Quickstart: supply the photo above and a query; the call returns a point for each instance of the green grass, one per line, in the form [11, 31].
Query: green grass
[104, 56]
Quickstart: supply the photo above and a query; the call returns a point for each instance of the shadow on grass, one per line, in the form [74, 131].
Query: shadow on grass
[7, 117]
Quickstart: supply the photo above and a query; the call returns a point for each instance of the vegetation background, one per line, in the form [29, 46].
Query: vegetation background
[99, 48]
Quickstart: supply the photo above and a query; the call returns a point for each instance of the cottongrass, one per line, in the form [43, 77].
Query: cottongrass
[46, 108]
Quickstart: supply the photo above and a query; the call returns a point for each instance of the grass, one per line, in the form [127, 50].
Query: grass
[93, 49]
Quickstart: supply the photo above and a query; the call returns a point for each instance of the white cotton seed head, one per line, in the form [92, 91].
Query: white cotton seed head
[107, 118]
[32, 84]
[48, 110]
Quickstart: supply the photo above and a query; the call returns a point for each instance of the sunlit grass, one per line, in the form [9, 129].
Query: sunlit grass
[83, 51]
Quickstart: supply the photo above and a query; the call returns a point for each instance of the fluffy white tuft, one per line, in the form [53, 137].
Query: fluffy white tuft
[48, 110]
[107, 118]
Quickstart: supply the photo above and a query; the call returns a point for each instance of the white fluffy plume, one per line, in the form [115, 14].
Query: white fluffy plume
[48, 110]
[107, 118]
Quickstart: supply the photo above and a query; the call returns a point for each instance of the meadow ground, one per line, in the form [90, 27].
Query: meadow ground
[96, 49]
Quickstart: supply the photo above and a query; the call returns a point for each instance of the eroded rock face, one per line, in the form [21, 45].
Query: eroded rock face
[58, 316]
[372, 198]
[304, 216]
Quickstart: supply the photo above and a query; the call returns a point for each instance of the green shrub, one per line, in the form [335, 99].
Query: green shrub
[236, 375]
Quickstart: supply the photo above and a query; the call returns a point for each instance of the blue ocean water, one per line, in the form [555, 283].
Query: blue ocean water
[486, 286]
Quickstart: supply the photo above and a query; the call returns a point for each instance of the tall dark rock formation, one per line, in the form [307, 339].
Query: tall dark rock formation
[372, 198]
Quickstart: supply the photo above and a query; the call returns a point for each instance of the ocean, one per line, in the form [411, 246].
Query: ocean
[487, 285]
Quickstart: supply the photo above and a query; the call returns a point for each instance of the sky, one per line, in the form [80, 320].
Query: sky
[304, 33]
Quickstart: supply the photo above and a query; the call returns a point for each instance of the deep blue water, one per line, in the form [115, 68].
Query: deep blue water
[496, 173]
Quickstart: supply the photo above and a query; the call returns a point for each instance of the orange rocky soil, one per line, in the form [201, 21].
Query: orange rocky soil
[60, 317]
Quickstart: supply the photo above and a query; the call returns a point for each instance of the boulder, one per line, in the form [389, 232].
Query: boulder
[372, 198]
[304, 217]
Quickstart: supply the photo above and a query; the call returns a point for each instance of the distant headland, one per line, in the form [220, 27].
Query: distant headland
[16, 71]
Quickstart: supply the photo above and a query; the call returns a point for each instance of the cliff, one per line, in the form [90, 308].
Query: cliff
┄┄┄┄┄┄┄┄┄┄
> **Problem details**: Retype the lines above exactly as they stand, covering the stretch from the line containing "form [389, 232]." through the final line.

> **Exercise response**:
Quickstart: supply the photo above and a query; the call returns a point for each instance of the boulder, one per line, in the form [389, 232].
Query: boulder
[372, 198]
[304, 217]
Quickstart: supply the photo above and a query; the call returns a point for each instance of the distant headland, one per line, in the form [220, 27].
Query: distant headland
[16, 71]
Quickstart: supply the photo above and a query; the call returns a point for each instance of the cliff, one per line, in the form [90, 308].
Query: cliff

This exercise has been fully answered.